**Task description:** Give the lines again exactly as they appear, from the first line of the listing through the line containing "Pick out the vertical", and omit every picture.

**Records:**
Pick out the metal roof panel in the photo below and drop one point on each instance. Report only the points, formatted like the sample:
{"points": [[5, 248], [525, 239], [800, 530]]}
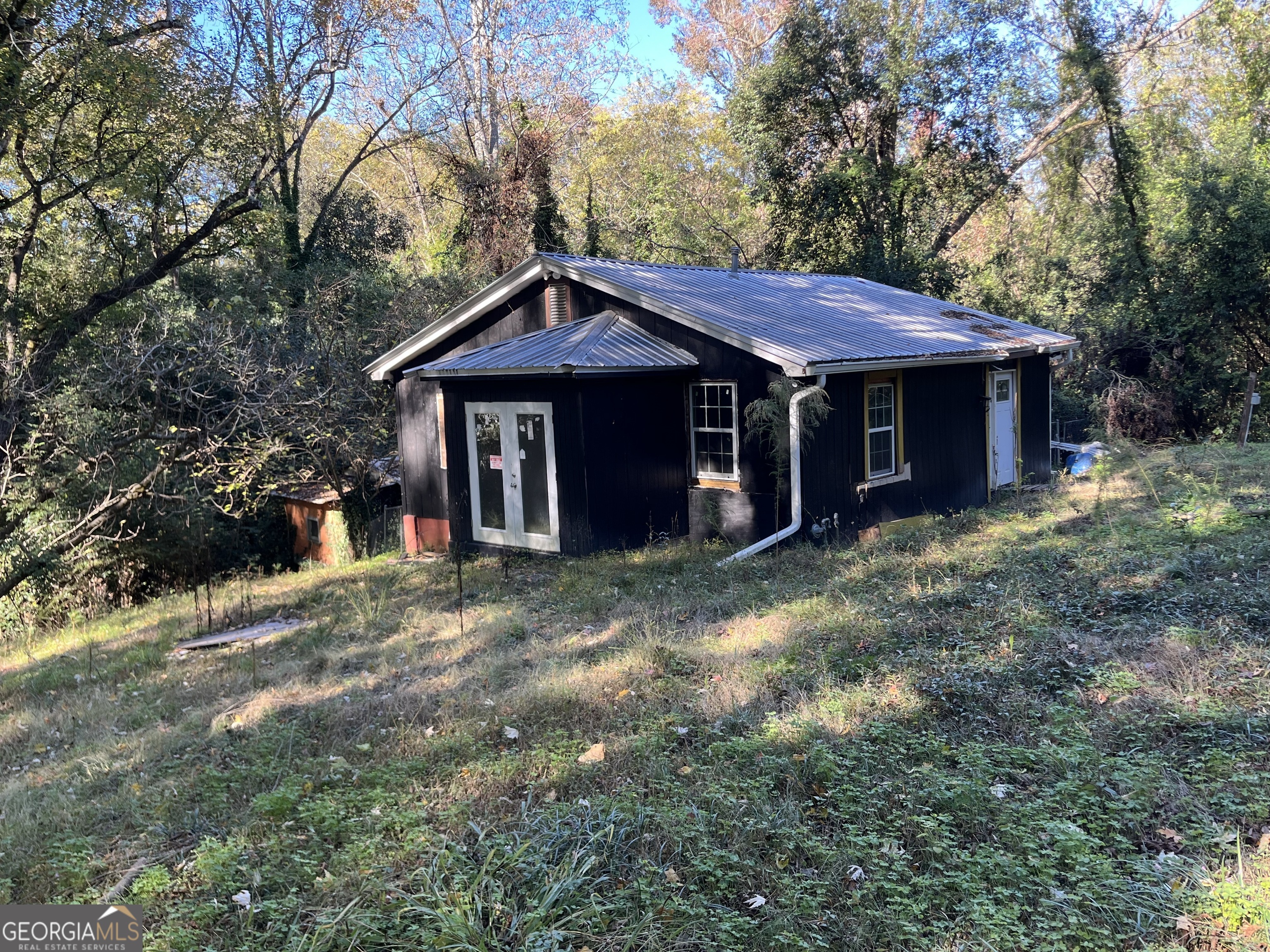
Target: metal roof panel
{"points": [[604, 342], [819, 319]]}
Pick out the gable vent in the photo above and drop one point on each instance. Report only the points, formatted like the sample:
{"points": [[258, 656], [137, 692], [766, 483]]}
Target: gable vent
{"points": [[558, 305]]}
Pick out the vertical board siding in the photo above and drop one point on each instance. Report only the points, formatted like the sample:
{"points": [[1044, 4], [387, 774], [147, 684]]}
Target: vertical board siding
{"points": [[423, 481], [623, 459], [831, 456], [1034, 385], [947, 440], [635, 433]]}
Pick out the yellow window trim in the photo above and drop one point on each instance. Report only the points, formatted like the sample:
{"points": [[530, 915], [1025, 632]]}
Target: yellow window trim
{"points": [[896, 377]]}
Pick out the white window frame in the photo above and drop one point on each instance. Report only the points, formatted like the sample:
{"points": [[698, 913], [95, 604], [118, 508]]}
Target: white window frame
{"points": [[559, 304], [870, 429], [735, 431]]}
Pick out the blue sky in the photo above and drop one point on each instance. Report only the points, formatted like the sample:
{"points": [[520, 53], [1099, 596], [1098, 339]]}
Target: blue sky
{"points": [[651, 45]]}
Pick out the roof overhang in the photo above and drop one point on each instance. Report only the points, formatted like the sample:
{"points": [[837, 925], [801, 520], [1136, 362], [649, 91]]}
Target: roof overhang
{"points": [[933, 359], [545, 267]]}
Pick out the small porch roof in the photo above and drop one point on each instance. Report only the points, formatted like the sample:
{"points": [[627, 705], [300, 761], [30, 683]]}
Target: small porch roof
{"points": [[602, 345]]}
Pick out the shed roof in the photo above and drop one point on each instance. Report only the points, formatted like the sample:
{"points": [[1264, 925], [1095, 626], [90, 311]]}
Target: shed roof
{"points": [[313, 493], [604, 343], [804, 323]]}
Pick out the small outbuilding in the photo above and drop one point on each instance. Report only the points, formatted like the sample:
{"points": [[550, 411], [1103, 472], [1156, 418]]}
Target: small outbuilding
{"points": [[580, 404], [317, 522]]}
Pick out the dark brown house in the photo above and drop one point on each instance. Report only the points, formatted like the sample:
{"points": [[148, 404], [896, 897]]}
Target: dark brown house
{"points": [[580, 404]]}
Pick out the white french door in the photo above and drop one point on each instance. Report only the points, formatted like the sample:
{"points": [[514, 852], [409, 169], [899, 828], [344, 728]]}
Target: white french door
{"points": [[511, 466], [1005, 429]]}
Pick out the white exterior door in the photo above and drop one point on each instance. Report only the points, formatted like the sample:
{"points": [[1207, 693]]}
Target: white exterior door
{"points": [[1004, 426], [511, 468]]}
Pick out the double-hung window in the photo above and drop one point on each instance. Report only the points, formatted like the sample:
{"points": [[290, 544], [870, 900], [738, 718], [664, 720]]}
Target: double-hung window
{"points": [[714, 431], [881, 416]]}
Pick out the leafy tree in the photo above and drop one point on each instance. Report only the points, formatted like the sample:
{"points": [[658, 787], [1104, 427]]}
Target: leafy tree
{"points": [[657, 177], [873, 126]]}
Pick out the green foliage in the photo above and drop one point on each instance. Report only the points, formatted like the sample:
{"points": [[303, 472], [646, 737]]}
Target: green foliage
{"points": [[768, 422], [873, 127]]}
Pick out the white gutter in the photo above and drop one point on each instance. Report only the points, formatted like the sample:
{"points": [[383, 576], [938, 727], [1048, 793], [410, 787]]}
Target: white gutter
{"points": [[795, 481]]}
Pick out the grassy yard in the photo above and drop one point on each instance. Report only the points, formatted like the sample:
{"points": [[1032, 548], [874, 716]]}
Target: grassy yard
{"points": [[1042, 725]]}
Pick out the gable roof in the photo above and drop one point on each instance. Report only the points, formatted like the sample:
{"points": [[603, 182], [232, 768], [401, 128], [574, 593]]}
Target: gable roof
{"points": [[604, 343], [804, 323]]}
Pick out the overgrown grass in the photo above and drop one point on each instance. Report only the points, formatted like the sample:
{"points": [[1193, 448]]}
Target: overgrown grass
{"points": [[1041, 725]]}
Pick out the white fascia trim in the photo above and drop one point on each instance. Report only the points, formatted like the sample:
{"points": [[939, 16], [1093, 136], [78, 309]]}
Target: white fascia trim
{"points": [[491, 296], [790, 364]]}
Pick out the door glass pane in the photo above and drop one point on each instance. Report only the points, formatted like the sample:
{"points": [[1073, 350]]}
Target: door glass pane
{"points": [[489, 471], [535, 498], [882, 405]]}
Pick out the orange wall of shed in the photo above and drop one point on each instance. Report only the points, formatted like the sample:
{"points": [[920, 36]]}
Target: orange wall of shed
{"points": [[299, 513]]}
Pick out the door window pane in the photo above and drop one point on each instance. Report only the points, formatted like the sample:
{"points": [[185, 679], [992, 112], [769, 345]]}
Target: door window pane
{"points": [[489, 471], [535, 493], [714, 431]]}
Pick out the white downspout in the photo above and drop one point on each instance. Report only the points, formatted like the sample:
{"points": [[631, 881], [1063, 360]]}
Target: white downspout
{"points": [[795, 481]]}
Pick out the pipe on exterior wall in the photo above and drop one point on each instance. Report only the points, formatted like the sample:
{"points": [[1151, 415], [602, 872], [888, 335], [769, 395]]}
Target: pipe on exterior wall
{"points": [[795, 481]]}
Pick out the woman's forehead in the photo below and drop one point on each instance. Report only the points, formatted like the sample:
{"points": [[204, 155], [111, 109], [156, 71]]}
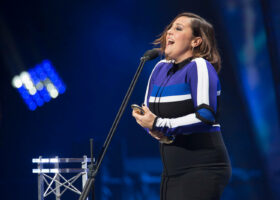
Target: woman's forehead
{"points": [[182, 20]]}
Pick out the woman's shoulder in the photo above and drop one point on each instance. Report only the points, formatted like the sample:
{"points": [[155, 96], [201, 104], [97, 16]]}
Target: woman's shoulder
{"points": [[162, 65], [164, 62], [201, 61]]}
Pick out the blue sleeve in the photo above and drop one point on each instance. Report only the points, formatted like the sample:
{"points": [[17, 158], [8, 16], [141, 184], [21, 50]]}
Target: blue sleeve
{"points": [[202, 79]]}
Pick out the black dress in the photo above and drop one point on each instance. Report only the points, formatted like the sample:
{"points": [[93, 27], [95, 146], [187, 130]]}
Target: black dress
{"points": [[196, 165]]}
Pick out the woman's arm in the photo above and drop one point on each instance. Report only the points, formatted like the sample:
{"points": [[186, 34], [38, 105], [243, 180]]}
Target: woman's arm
{"points": [[203, 81]]}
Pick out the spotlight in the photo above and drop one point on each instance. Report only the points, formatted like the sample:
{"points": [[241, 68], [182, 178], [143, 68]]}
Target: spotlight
{"points": [[38, 85]]}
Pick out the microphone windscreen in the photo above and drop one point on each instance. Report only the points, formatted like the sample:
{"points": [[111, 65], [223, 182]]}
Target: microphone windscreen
{"points": [[151, 54]]}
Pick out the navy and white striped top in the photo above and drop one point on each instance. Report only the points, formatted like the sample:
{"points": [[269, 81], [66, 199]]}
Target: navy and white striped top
{"points": [[184, 97]]}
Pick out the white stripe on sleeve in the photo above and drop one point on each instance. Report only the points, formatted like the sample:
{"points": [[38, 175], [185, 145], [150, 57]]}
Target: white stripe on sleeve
{"points": [[202, 82], [176, 122]]}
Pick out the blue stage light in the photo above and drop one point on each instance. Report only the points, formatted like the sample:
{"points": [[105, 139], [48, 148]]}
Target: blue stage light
{"points": [[39, 84]]}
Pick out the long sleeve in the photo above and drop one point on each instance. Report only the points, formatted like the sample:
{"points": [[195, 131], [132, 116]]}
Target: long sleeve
{"points": [[204, 88]]}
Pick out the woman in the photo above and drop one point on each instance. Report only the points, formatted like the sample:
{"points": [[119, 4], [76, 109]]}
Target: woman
{"points": [[181, 112]]}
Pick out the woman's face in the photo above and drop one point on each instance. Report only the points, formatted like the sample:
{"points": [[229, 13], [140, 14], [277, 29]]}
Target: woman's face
{"points": [[178, 40]]}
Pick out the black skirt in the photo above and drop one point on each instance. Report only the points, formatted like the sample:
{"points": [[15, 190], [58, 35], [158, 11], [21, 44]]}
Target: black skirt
{"points": [[201, 183]]}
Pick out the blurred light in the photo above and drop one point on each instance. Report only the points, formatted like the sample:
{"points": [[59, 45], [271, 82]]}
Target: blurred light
{"points": [[32, 91], [54, 160], [16, 82], [39, 85], [24, 76], [54, 170], [54, 93]]}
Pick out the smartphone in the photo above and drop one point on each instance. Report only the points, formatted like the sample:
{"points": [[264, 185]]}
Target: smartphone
{"points": [[138, 109]]}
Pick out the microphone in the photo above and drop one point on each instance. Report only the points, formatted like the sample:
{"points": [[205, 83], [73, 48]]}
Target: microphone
{"points": [[151, 54]]}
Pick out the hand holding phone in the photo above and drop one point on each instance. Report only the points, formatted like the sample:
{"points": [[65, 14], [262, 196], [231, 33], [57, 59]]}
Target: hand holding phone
{"points": [[138, 109]]}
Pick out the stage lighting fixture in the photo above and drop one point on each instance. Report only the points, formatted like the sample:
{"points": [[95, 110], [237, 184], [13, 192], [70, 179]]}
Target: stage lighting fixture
{"points": [[38, 85]]}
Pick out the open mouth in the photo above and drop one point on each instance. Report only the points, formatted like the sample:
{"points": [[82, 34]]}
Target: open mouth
{"points": [[170, 42]]}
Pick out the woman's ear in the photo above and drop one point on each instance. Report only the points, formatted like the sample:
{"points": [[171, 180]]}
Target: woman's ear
{"points": [[196, 42]]}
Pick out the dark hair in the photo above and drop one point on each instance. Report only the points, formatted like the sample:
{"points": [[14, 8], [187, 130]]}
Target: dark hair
{"points": [[200, 28]]}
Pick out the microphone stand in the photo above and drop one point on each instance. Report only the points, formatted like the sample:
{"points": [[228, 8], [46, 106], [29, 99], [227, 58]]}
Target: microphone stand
{"points": [[94, 167]]}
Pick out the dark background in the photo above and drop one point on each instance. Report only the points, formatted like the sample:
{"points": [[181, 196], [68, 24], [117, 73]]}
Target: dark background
{"points": [[95, 47]]}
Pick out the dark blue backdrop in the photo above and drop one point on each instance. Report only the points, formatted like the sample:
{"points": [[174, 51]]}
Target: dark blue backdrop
{"points": [[95, 47]]}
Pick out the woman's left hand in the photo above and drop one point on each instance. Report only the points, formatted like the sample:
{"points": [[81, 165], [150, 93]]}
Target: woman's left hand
{"points": [[146, 120]]}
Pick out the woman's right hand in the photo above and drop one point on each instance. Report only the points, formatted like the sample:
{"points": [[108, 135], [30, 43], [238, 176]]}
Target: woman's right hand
{"points": [[156, 134]]}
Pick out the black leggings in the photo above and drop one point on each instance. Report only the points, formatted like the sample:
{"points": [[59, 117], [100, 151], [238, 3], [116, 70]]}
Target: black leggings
{"points": [[202, 183]]}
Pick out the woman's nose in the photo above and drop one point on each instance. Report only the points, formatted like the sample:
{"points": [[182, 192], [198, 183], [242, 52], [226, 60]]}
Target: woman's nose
{"points": [[169, 32]]}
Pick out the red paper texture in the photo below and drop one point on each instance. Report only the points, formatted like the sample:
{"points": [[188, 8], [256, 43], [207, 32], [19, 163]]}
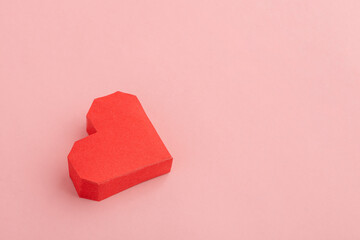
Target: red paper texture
{"points": [[122, 149]]}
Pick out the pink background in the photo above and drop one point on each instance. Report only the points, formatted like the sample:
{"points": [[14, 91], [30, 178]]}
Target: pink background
{"points": [[257, 101]]}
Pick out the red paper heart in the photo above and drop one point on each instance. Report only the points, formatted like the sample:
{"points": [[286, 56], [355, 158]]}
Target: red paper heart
{"points": [[122, 149]]}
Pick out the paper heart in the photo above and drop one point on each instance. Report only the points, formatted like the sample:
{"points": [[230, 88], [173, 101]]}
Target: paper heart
{"points": [[122, 149]]}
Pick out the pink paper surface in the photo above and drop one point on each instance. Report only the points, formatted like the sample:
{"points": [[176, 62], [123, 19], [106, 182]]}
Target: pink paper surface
{"points": [[257, 101]]}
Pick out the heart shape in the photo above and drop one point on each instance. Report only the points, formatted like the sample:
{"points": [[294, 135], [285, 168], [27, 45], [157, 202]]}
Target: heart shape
{"points": [[122, 149]]}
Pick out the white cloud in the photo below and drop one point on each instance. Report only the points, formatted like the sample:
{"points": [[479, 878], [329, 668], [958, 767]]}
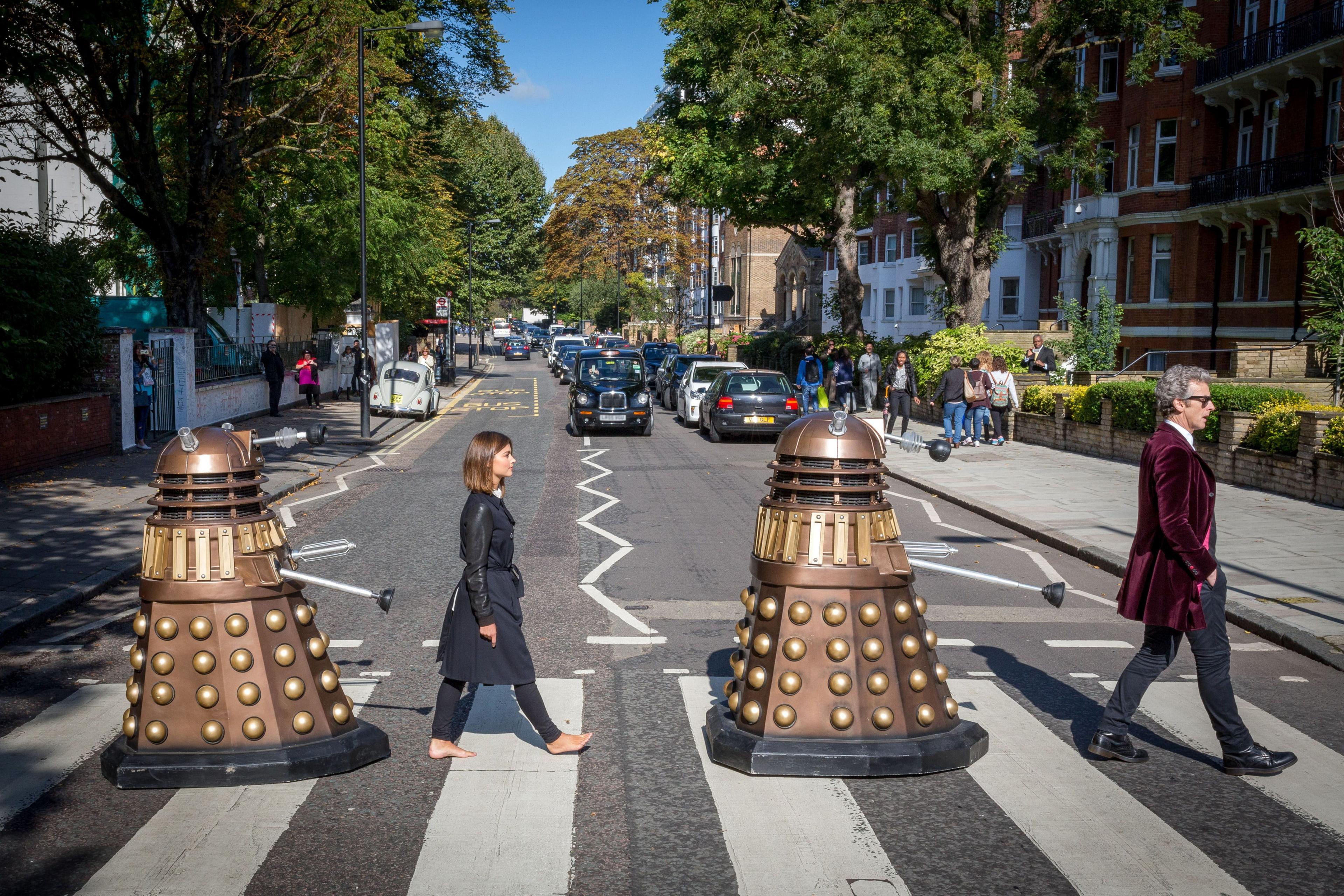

**Task solution:**
Pick out the metal roof panel in the photo below and drop one point on each instance. Report only the points, formatted like the sample:
{"points": [[5, 248], [525, 239], [800, 530]]}
Target: metal roof panel
{"points": [[604, 342], [819, 319]]}
Pick out the gable vent in the photo above and drop one point on each instance. Report only the points, formatted like the sample:
{"points": [[258, 656], [137, 692], [766, 483]]}
Target: gable vent
{"points": [[558, 305]]}
Pick out the vertical board siding in the photo above and drop one point on each instance. Report only the points, formatted like the sample:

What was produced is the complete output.